═══ Exercise input

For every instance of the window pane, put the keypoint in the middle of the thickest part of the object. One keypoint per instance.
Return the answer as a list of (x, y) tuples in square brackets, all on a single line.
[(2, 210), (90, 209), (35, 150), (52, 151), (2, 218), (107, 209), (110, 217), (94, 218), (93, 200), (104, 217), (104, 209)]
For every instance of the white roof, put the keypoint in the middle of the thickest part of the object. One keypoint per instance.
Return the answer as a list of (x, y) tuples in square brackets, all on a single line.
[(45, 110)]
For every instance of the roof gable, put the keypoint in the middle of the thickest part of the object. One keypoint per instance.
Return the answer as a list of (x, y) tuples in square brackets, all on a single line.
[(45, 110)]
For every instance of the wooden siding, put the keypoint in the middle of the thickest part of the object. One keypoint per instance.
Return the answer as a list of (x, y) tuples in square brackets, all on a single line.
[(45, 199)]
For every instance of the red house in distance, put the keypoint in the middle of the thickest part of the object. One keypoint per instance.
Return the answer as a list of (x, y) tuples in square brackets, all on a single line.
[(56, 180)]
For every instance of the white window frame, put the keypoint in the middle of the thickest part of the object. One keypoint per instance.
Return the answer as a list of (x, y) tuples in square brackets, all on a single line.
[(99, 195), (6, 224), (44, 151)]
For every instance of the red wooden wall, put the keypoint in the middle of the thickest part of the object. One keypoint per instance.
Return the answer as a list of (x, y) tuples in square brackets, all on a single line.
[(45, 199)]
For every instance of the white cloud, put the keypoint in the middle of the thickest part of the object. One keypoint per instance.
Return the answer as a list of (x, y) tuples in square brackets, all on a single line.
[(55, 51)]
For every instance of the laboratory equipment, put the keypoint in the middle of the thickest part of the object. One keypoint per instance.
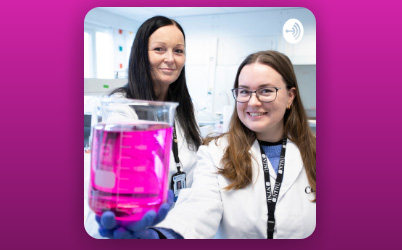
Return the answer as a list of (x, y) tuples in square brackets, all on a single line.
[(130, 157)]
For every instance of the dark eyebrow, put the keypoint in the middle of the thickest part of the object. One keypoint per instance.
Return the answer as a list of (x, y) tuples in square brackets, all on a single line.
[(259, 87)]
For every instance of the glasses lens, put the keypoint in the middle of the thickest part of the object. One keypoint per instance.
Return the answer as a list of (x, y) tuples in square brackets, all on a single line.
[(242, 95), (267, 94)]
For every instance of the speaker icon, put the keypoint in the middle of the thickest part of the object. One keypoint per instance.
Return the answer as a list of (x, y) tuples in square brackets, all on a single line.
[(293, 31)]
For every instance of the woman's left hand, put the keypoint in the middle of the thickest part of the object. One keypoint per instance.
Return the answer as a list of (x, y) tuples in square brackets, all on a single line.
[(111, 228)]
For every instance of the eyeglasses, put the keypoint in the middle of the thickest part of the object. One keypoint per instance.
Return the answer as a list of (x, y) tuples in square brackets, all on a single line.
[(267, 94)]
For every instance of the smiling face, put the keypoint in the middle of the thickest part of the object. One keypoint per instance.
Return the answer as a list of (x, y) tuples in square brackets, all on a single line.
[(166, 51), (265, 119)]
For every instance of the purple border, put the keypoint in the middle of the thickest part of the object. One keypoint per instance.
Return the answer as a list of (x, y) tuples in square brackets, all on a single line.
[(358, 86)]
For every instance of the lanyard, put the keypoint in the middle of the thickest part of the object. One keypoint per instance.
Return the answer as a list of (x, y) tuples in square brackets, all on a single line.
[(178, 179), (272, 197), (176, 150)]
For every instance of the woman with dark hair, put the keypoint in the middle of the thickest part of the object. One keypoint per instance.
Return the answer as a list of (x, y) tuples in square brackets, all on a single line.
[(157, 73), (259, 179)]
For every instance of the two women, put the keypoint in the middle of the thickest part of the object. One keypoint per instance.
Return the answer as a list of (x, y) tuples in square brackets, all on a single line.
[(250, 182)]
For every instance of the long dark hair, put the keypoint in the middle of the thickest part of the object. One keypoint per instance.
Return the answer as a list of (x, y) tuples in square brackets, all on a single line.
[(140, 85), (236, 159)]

══════
═══ Exercise input

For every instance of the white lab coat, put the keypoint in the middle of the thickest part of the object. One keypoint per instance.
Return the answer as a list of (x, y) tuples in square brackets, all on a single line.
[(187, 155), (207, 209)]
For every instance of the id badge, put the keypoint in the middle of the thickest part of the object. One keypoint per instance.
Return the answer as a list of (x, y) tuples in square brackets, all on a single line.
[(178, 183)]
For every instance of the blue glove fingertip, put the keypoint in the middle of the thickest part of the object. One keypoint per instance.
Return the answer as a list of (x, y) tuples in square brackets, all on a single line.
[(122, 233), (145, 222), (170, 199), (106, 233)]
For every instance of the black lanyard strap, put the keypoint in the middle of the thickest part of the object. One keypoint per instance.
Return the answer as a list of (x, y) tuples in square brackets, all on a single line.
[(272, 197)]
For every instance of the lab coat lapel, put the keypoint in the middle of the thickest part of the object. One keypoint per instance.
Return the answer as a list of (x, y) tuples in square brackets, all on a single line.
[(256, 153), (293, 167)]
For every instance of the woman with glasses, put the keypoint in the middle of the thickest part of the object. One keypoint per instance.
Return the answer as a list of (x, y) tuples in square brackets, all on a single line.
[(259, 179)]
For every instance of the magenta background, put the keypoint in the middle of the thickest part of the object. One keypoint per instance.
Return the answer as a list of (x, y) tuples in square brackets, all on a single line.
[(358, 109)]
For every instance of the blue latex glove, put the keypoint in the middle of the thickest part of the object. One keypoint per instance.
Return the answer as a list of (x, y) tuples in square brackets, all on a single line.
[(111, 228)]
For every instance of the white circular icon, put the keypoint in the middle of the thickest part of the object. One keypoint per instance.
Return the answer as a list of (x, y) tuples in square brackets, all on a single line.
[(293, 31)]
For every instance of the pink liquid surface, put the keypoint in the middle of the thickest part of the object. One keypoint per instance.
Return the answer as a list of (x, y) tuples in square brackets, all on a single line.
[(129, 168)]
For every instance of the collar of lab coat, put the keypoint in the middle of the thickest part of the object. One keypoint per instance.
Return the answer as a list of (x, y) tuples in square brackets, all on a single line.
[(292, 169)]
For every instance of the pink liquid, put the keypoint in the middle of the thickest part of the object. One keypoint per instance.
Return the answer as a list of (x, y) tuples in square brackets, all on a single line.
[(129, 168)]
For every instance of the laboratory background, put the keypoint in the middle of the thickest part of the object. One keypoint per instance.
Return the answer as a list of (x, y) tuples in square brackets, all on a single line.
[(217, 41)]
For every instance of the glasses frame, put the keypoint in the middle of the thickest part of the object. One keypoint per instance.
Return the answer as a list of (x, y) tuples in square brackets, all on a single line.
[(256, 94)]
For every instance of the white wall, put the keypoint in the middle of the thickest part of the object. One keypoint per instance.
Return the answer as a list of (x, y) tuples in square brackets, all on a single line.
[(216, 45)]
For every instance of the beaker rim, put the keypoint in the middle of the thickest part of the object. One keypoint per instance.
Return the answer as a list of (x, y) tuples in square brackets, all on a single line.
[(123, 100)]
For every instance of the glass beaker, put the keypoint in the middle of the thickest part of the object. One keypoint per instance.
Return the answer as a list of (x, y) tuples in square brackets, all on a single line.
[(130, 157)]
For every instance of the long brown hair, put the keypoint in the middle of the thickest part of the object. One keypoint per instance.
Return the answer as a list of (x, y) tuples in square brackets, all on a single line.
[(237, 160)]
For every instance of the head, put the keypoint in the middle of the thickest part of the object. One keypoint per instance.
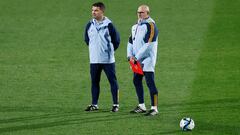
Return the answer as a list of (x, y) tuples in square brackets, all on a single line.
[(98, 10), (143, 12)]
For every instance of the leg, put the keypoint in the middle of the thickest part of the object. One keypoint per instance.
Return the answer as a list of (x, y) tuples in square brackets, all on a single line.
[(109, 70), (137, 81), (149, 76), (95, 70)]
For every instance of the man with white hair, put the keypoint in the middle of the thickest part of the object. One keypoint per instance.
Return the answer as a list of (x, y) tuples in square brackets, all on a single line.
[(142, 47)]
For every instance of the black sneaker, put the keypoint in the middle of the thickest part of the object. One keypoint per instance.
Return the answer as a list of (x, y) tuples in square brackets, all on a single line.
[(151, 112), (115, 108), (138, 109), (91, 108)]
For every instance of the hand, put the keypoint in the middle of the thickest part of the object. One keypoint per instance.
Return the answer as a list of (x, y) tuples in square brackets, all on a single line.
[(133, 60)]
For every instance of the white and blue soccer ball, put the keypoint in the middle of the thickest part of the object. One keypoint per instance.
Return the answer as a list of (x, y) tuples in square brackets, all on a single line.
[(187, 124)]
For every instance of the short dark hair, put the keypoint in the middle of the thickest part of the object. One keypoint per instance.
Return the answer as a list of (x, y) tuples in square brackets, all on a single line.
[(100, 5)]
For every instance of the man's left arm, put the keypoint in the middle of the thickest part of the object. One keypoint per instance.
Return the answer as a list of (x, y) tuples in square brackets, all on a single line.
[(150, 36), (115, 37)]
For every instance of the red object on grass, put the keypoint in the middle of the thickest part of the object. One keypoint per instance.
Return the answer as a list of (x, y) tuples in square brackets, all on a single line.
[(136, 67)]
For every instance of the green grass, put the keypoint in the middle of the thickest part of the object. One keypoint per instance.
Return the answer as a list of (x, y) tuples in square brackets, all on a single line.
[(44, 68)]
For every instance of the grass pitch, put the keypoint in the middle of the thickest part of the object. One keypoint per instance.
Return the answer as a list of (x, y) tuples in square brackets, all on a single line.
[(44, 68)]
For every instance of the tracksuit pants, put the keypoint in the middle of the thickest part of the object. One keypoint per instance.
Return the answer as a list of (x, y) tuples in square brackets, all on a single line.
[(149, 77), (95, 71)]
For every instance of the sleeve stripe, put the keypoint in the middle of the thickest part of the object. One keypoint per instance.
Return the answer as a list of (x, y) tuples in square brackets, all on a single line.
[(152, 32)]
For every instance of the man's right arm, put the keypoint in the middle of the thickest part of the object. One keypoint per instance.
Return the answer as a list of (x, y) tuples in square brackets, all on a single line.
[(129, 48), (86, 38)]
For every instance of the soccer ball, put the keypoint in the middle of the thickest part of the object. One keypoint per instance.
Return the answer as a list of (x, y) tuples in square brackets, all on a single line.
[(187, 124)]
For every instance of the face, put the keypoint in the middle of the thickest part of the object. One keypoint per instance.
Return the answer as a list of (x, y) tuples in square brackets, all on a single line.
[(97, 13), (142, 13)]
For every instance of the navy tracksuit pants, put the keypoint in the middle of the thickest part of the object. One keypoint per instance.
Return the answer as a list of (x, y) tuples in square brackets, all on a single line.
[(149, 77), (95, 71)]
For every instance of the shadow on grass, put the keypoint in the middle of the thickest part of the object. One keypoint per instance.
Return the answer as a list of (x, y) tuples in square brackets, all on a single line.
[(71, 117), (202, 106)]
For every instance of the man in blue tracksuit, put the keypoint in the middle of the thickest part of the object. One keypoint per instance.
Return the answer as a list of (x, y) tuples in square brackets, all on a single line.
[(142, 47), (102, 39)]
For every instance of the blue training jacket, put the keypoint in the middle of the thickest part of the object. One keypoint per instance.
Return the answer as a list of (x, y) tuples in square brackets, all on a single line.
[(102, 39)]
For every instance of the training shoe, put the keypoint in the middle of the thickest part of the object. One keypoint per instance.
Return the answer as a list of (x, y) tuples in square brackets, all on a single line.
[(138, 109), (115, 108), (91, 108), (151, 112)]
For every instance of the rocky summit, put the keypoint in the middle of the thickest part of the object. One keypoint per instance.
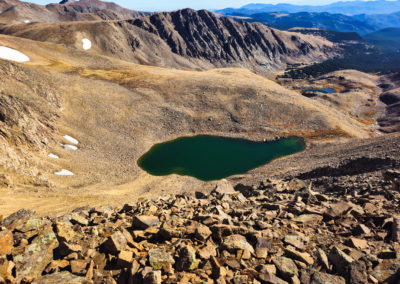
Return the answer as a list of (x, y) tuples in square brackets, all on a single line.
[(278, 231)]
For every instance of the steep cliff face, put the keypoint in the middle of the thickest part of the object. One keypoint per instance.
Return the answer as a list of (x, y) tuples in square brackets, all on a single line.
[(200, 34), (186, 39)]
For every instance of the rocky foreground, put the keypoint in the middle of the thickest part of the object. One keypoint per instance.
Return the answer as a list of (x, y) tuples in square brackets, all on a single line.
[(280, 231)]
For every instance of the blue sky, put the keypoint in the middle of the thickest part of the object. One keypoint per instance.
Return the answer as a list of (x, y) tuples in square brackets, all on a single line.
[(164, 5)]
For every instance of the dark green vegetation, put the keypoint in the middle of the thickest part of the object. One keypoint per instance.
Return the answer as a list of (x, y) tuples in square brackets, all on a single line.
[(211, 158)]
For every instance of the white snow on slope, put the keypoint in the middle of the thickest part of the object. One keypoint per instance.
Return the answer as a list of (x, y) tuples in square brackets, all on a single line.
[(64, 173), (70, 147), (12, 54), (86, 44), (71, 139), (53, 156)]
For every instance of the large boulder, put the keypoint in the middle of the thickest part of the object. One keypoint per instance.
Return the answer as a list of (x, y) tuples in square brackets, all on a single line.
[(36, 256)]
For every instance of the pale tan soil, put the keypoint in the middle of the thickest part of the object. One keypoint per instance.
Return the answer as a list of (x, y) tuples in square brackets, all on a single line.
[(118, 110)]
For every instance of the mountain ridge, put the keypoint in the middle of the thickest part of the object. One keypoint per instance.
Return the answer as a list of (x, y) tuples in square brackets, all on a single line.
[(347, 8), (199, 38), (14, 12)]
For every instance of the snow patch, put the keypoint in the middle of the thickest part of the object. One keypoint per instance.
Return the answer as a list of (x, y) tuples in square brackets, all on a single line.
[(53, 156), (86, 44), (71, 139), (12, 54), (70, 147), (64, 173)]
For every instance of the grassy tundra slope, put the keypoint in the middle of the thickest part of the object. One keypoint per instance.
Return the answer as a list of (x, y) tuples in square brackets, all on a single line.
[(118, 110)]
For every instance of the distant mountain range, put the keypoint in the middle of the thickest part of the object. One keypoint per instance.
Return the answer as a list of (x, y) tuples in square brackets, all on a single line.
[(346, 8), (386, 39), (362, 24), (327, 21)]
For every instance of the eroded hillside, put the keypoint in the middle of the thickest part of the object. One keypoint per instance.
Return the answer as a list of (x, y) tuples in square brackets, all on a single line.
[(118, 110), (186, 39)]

══════

Rescale the records starting at the line that contains "For every instance of the white lab" and ending at the line that contains "[(122, 233), (145, 222), (170, 199), (106, 233)]", reproducing every line in that span, including the requests, with each coordinate in the answers multiplied by 1.9 and rounded to a whole number, halves rounded up.

• **Response**
For every instance of the white lab coat, put the keypoint in the middle of the thickest part of the object. One keypoint per instance.
Return the answer as a list of (x, y) tuples in square brackets, all on a single line.
[(355, 295), (393, 397)]
For every instance of the id badge, put the keypoint in the middle of the thickest part of the object. One keypoint per instance.
Return the answer as a list of (x, y) tuples in square brackets, all on a single line.
[(338, 348)]
For every instance of the blue glove fingertip, put the keypoint in the middle of the thickest part of the object. One keypoint per instance.
Return the answer as a list of (x, y) tuples in square brackets, all on a single line.
[(232, 443), (276, 422), (323, 378), (201, 443)]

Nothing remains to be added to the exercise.